▶ _QUOTED PASSAGE_:
| I'm usig HTTPTrack to index a web site using MS Index Server since sep 2006. I
found it very helpful and I dropped a previous spider.
Everything is well but now it happens that pdf files are saved and referred in
the mirror copy using the original file name instead of the actual file name
(the one used to save the document on the web server).
It seems that this problem did not happen before 3.40-2.
I enclose a row from \hts-cache\new.txt that explains the problem:
17:08:37 172630/172630 U----- 200 untouched ('OK') application/pdf
date:Fri,%2020%20Oct%202006%2011:05:20%20GMT
<http://www.comune.aosta.it/download/file/325.pdf>
c:/websites/inva.comuneaosta.index/ComuneAosta/www.comune.aosta.it/download/file/Regolamento%20ICI.pdf
(from
<http://www.comune.aosta.it/it/comune/atti_ufficiali/regolamenti_comunali/>)
This way the reference to the file is wrong because i get (from the search
engine):
<http://www.comune.aosta.it/download/file/Regolamento%20ICI.pdf>
while it should be:
<http://www.comune.aosta.it/download/file/325.pdf>
The same problem happens with other mime types (doc, xls, ...).
May you suggest a circumvention or a fix ?
Thanks a lot. | |

▶ _STATED PROBLEM A_: Reproduce, word for word, the part of the forum post that opens with the words containing "Everything is well" and closes with "happen before 3.40-2.".
The forum post above and the records are independent of each other.

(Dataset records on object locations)
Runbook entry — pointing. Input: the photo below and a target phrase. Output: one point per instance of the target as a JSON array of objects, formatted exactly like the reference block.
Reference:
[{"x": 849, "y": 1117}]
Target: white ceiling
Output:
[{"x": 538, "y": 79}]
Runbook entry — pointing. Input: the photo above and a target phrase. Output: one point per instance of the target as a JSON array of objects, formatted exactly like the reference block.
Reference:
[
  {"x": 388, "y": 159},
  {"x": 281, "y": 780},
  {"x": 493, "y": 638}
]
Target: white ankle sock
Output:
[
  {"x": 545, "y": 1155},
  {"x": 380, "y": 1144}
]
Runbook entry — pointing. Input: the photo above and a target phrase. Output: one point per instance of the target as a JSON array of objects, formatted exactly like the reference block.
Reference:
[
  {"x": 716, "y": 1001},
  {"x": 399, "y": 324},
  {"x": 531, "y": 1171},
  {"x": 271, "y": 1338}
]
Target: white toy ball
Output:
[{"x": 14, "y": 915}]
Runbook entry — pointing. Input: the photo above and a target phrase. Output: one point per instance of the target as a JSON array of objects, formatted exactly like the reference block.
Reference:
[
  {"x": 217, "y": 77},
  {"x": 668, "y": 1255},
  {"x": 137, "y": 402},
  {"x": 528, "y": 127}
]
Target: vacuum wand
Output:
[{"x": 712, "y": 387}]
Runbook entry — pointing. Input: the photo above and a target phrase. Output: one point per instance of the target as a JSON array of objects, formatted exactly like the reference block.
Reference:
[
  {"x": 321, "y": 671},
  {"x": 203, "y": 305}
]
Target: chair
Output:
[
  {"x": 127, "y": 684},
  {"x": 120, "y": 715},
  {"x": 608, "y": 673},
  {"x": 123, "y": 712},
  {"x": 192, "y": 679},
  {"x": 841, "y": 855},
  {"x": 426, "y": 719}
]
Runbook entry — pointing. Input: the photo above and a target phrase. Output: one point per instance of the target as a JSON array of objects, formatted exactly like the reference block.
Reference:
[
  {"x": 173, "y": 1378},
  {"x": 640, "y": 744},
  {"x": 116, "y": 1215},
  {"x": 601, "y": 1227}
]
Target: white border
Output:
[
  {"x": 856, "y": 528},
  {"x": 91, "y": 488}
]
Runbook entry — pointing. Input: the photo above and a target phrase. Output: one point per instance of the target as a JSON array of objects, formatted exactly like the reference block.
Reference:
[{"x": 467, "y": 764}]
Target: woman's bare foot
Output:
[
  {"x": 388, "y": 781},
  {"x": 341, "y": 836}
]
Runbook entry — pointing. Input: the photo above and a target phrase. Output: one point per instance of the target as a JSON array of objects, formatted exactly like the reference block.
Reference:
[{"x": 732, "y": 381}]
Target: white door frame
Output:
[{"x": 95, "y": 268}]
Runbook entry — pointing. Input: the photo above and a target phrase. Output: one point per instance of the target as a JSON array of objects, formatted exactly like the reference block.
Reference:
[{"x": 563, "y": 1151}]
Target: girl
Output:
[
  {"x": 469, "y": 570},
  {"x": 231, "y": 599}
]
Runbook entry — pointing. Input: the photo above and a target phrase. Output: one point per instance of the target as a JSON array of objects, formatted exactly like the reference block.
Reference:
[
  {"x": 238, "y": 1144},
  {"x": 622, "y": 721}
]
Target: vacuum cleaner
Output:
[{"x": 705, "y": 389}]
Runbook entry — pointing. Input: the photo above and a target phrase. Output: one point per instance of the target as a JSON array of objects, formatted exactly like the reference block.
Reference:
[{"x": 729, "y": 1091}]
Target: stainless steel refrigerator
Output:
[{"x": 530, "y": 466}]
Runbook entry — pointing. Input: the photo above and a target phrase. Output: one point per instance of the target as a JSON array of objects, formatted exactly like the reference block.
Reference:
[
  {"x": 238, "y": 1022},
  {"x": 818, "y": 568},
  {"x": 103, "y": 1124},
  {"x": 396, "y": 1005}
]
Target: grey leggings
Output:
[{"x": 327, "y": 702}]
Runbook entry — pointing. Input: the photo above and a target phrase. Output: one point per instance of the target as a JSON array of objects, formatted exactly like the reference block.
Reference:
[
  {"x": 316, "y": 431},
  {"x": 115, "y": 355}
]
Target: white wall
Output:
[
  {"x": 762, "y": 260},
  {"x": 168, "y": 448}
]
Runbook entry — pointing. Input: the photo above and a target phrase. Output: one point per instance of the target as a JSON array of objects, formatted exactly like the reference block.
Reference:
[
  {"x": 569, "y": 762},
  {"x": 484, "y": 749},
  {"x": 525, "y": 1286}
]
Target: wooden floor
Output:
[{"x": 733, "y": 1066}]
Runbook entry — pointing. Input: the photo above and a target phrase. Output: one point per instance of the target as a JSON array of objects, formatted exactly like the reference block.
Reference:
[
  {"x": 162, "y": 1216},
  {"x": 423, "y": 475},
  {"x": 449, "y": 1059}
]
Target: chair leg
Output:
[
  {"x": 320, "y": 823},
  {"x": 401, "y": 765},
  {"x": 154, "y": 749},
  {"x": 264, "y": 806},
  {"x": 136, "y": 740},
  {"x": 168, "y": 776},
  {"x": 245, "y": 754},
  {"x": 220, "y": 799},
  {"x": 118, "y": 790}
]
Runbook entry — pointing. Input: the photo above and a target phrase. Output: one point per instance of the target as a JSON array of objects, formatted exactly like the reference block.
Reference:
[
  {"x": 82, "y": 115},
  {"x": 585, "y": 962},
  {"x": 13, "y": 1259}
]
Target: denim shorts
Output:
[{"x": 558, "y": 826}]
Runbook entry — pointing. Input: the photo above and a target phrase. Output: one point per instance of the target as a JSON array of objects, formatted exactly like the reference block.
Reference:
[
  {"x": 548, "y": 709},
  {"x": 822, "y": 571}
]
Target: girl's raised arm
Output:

▶ _STATED PROBLEM B_: Report every line of the records that contains the word "vacuum", copying each line unchanged.

▶ _EXPECTED OUTPUT A_:
Everything is well but now it happens that pdf files are saved and referred in
the mirror copy using the original file name instead of the actual file name
(the one used to save the document on the web server).
It seems that this problem did not happen before 3.40-2.

▶ _EXPECTED OUTPUT B_:
Target: vacuum wand
Target: vacuum cleaner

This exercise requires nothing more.